*What to do*
Recast the entries from their first line through the line containing "positive clicks: (124, 80) (131, 82)", both included, as a JSON list of strings with one string per line and any blank lines omitted.

*Entries drawn from a collection*

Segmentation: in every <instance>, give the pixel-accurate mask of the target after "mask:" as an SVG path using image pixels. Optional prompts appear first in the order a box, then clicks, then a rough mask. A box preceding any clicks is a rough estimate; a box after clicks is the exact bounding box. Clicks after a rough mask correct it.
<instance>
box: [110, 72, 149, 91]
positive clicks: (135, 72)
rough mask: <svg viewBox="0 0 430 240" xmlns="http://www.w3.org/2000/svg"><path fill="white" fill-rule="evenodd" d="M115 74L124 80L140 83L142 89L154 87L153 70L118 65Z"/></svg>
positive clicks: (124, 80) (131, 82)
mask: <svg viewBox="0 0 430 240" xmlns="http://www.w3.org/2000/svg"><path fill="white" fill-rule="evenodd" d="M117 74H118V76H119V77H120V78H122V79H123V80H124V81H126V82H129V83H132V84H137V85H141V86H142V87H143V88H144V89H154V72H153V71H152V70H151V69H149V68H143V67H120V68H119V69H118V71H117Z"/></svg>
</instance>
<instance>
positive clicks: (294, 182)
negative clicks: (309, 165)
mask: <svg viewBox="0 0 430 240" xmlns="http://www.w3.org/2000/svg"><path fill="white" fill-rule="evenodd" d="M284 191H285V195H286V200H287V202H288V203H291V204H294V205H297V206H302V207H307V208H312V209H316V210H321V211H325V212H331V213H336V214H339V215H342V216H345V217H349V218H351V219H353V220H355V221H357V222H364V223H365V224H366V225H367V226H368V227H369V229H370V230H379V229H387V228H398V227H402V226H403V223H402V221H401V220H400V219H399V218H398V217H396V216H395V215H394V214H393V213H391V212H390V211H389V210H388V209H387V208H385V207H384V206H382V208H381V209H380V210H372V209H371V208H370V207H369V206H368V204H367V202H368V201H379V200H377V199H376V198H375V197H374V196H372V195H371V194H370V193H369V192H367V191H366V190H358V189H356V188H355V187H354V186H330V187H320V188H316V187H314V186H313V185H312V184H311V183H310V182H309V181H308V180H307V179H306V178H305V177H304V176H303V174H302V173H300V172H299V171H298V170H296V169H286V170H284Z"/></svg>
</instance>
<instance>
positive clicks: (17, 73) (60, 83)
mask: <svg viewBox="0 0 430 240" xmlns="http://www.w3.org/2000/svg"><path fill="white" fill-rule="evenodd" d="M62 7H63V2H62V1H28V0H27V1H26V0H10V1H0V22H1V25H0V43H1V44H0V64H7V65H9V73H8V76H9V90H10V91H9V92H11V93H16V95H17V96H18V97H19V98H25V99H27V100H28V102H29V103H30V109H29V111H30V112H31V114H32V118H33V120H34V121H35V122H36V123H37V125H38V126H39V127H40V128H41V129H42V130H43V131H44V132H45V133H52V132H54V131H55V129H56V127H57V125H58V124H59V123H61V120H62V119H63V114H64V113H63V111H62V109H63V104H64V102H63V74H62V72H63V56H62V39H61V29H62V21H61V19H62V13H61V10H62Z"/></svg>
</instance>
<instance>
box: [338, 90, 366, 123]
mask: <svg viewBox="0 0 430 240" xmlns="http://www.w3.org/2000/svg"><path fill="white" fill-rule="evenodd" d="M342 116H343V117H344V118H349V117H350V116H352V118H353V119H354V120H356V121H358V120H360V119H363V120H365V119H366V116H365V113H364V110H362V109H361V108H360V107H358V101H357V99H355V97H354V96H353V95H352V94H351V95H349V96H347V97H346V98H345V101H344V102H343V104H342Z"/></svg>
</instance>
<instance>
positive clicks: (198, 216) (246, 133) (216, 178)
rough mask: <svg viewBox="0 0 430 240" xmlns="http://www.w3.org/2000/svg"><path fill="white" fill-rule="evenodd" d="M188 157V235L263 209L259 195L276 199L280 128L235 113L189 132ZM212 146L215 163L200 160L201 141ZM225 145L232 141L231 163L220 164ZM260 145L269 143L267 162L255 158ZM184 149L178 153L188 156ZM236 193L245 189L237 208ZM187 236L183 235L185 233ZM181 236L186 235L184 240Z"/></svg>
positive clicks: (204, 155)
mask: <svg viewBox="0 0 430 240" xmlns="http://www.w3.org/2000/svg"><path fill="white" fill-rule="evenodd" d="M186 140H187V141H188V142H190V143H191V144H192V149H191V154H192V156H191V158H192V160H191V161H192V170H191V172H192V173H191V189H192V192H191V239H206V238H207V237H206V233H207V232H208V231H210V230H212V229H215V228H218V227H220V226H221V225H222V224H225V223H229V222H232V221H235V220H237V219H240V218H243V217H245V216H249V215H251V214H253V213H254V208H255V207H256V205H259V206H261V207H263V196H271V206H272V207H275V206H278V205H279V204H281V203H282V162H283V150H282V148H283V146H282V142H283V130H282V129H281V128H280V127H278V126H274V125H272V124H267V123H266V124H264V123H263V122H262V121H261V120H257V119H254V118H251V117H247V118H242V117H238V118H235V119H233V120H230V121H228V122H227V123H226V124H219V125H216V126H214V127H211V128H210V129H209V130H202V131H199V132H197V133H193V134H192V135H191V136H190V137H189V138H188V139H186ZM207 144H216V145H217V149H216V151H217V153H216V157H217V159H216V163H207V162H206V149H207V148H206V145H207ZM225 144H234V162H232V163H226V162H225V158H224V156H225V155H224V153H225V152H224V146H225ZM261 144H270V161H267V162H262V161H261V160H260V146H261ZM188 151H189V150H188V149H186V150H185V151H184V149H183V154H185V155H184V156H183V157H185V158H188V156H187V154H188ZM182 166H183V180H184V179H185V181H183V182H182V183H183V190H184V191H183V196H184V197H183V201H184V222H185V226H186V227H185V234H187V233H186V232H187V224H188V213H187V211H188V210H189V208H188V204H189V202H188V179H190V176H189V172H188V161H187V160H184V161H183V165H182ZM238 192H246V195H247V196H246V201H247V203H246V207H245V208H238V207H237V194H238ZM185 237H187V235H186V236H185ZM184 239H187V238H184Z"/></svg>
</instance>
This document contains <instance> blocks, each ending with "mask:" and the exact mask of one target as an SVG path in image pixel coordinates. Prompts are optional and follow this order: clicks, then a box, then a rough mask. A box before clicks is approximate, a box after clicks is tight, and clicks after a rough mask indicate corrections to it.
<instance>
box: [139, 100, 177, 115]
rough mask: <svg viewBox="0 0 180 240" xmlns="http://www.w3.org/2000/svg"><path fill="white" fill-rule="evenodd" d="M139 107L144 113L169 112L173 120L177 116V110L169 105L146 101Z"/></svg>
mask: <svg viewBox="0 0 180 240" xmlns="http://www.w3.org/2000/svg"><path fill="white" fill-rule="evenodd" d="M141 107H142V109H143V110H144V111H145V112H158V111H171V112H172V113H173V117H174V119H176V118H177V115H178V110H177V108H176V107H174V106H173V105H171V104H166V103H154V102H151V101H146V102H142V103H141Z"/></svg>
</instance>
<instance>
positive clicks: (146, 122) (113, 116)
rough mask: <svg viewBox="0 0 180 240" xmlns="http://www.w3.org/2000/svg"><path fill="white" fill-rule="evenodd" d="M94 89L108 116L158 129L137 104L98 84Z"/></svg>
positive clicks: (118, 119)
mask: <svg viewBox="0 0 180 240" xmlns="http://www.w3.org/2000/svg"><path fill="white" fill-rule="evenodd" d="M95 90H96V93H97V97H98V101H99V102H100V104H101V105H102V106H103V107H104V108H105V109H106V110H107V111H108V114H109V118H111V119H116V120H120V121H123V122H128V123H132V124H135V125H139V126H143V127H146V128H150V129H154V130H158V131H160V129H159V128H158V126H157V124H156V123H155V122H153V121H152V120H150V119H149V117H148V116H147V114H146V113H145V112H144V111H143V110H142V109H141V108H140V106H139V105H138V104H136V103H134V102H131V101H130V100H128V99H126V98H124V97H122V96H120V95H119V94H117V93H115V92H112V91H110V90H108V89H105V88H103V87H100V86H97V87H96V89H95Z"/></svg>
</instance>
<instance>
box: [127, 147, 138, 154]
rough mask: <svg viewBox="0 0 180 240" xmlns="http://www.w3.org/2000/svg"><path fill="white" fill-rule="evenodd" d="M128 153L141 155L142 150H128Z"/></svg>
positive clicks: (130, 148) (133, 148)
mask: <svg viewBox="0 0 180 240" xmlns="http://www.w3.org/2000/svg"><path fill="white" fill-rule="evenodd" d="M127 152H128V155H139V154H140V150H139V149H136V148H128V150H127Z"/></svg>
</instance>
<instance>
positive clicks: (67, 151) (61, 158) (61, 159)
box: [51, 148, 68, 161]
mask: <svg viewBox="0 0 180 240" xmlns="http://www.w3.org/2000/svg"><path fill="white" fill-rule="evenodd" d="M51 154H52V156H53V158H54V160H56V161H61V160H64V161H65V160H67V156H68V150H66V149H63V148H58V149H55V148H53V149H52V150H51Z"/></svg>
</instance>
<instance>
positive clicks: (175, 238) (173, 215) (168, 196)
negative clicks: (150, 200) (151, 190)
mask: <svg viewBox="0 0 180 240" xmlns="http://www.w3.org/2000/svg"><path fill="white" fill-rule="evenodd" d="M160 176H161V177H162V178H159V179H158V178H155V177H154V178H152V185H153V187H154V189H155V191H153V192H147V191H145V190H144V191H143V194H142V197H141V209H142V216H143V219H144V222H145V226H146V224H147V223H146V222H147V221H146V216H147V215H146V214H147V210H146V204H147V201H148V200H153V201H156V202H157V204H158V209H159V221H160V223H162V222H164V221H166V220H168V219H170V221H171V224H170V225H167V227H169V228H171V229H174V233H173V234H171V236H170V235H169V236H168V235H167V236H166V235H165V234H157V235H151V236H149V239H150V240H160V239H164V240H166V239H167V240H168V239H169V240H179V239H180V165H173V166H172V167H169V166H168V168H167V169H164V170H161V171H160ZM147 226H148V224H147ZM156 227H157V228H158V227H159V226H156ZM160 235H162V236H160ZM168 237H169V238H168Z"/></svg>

*Exercise result*
[
  "Segmentation: in every <instance>, give the pixel-accurate mask of the target after \"mask:\" as an SVG path using image pixels. Optional prompts appear first in the order a box, then clicks, then a rough mask. A box preceding any clicks is a rough estimate; a box after clicks is the exact bounding box. Clicks after a rough mask correct it.",
  "<instance>",
  "box: [110, 72, 149, 91]",
  "positive clicks: (135, 72)",
  "rough mask: <svg viewBox=\"0 0 430 240\" xmlns=\"http://www.w3.org/2000/svg\"><path fill=\"white\" fill-rule=\"evenodd\" d=\"M115 74L124 80L140 83L142 89L154 87L153 70L118 65Z\"/></svg>",
  "positive clicks: (124, 80) (131, 82)"
]